- **WHAT IS BEING ASKED**
The records below are to be retyped in full. Keep every word.

- **SOURCE DATA**
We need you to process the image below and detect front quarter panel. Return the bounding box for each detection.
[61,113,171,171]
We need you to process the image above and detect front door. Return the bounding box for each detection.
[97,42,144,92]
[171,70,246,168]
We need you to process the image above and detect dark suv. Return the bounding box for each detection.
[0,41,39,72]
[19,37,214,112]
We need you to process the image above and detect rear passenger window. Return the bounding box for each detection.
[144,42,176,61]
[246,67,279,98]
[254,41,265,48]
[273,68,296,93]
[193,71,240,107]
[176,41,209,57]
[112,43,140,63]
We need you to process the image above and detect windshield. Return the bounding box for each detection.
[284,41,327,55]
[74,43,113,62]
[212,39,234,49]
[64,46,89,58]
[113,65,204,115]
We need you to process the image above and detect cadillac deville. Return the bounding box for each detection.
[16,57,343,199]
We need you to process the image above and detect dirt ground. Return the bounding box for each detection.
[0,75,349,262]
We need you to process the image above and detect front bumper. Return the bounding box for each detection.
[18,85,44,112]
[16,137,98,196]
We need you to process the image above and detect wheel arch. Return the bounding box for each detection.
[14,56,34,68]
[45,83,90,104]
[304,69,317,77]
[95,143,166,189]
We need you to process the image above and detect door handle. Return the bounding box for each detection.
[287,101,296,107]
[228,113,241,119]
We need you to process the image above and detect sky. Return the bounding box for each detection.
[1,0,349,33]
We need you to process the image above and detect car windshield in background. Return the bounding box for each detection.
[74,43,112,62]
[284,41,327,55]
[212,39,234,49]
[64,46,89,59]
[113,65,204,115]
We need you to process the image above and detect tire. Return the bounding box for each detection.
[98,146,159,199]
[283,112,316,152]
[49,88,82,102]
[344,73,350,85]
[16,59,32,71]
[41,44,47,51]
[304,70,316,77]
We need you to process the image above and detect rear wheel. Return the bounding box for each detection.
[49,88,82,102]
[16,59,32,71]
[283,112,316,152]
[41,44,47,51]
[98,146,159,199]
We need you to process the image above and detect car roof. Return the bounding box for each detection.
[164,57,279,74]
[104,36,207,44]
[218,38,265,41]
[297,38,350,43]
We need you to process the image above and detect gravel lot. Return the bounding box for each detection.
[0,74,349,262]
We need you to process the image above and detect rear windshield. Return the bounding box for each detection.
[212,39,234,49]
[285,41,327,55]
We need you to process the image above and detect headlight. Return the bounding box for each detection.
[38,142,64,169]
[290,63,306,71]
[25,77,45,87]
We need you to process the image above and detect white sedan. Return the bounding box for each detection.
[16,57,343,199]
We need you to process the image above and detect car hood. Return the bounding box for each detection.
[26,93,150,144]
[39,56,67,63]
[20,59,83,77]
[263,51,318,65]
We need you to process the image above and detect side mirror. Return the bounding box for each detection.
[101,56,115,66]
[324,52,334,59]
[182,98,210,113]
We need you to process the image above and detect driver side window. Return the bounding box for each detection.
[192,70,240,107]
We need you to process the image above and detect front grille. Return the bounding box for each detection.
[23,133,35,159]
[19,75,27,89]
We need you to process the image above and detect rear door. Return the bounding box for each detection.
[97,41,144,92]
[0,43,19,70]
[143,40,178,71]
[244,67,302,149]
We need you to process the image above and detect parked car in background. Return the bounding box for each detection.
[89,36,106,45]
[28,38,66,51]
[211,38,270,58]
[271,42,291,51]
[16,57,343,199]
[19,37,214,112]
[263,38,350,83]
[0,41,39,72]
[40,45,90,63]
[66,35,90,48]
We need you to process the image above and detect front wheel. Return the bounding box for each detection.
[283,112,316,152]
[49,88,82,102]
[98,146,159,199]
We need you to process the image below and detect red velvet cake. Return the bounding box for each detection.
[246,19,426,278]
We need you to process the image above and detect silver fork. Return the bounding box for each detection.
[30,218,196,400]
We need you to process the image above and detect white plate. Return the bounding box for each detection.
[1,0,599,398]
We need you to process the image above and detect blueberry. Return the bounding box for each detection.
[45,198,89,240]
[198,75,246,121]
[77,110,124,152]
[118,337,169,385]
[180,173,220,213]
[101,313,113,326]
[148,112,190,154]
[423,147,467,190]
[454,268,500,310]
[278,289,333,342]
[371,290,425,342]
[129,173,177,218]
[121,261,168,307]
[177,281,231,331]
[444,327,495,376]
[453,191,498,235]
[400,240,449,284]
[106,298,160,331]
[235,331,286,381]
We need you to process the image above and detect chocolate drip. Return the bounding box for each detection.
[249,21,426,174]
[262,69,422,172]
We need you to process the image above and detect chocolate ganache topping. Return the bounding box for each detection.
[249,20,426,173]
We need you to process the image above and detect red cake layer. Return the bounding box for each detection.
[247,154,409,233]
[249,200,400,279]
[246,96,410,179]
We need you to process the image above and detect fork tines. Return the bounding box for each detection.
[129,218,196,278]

- **RESPONSE BOX**
We need you to process the image below and detect front quarter panel. Return the bounding box for each detection.
[61,113,171,171]
We need you to process the image above and detect front door. Return the bounding box for each detection.
[97,42,144,92]
[171,70,246,168]
We need you to process the image above and detect dark suv. Return the bounding box for each detection.
[0,41,39,72]
[19,37,214,112]
We need you to process the image above and detect rear passenger window. Return the bounding box for each detection.
[144,42,176,61]
[246,67,279,98]
[254,41,265,48]
[273,68,296,93]
[193,71,240,107]
[176,41,209,57]
[112,43,140,63]
We need you to process the image above and detect windshield. Return the bounding box for each detection.
[284,41,327,55]
[74,43,113,62]
[212,39,234,49]
[64,46,89,58]
[113,65,204,115]
We need you to process the image above and detect cadillac deville. Return the bounding box for each detection.
[16,57,343,199]
We need you to process the image above and detect dirt ground. Return the bounding box for each detection.
[0,75,349,262]
We need you to process the image above and detect front bumper. Return the bounding box for each detection.
[18,85,44,112]
[16,137,98,196]
We need you to process the image above and detect wheel arch. Return the bounding box for each detection.
[14,56,34,68]
[45,83,90,104]
[304,69,317,77]
[95,143,166,189]
We need you to process the image above and detect door handle. Return the bounding box for each detection.
[287,101,296,107]
[228,113,241,119]
We need you to process the image above and detect sky. Return the bounding box for each detection.
[1,0,349,33]
We need you to process the image above and detect car windshield in background. Return the bounding box for each detection.
[74,43,112,62]
[284,41,327,55]
[212,39,234,49]
[64,46,89,59]
[113,65,204,115]
We need you to process the image above and detect tire. Return the bounding box for each detection.
[98,146,159,199]
[283,112,316,152]
[49,88,82,102]
[344,73,350,85]
[16,59,32,71]
[41,44,47,51]
[304,70,316,77]
We need you to process the image above and detect rear wheel. Return the bounding box for each detection.
[49,88,82,102]
[16,59,32,71]
[283,112,316,152]
[41,44,47,51]
[98,146,159,199]
We need you to process the image above and detect car roof. Return the bounding box for each detection.
[164,57,279,74]
[104,36,207,44]
[218,38,265,41]
[297,38,350,43]
We need you to process the image above and detect gravel lot. Return the bounding box for each detection.
[0,74,349,262]
We need you to process the image above and detect rear windshield. Return the bounding box for each detection.
[212,39,234,49]
[285,41,327,55]
We need you to process the image above and detect headlight. Return the bounding box for each detection.
[38,142,64,169]
[290,63,306,71]
[25,77,45,87]
We need you to process the image above and detect white sedan. Return the bounding box for each detection.
[16,57,343,199]
We need you to process the image above and detect car hood. Return the bounding box for each detection.
[26,93,150,144]
[39,56,67,63]
[20,59,83,77]
[263,51,318,65]
We need you to process the image above and detect side mirror. Return the bounding box for each detection.
[101,56,115,66]
[324,52,334,59]
[182,98,210,113]
We need you to process the image above and detect driver side window. Return the bounding box for each detection.
[192,70,240,107]
We need you to process the image above and detect front grille. Return the bounding box for each detection.
[23,133,35,159]
[19,75,27,89]
We need you to process the image above and detect rear door. Return the bounding box for each detection.
[97,41,144,92]
[0,43,19,70]
[143,40,178,71]
[244,67,302,149]
We need you to process the image above and detect parked car in background. Return the bounding box for each detection.
[89,36,106,45]
[28,38,66,51]
[211,38,270,58]
[271,42,291,51]
[16,57,343,199]
[19,37,214,112]
[263,38,350,83]
[0,41,39,72]
[40,45,90,63]
[66,35,90,48]
We need you to process the image above and detect front wheel. Return the bounding box for each detection.
[283,112,316,152]
[49,88,82,102]
[98,146,159,199]
We need you to process the image below and detect red velvet cake. Return the bounding box for each detection.
[246,19,426,278]
We need you to process the image above and detect silver fork. Return the bounding box for each detection.
[30,218,196,400]
We need you to process the image above and detect white plate. Return the bounding box for each detection.
[1,0,599,398]
We need you to process the image above and detect blueberry. Return the bounding box for each detection.
[45,198,89,240]
[198,75,246,121]
[77,110,124,152]
[118,337,169,385]
[180,173,220,213]
[101,313,113,326]
[148,112,190,154]
[423,147,467,190]
[454,268,500,310]
[278,289,333,342]
[371,290,425,342]
[129,173,177,218]
[121,261,168,307]
[177,281,231,331]
[444,327,495,376]
[453,191,498,235]
[400,240,449,284]
[106,298,160,331]
[235,331,286,381]
We need you to process the image above and detect chocolate drip. Return the bounding box for each detection.
[249,21,426,174]
[262,69,422,172]
We need you to process the image above and detect chocolate ganache topping. Return the bounding box for each detection.
[249,20,426,173]
We need you to process the image above and detect red cake layer. Return the bounding box for each detection.
[247,154,409,233]
[249,200,400,279]
[246,96,410,179]
We need you to process the image above and detect fork tines. Return the bounding box for each detection.
[129,218,196,278]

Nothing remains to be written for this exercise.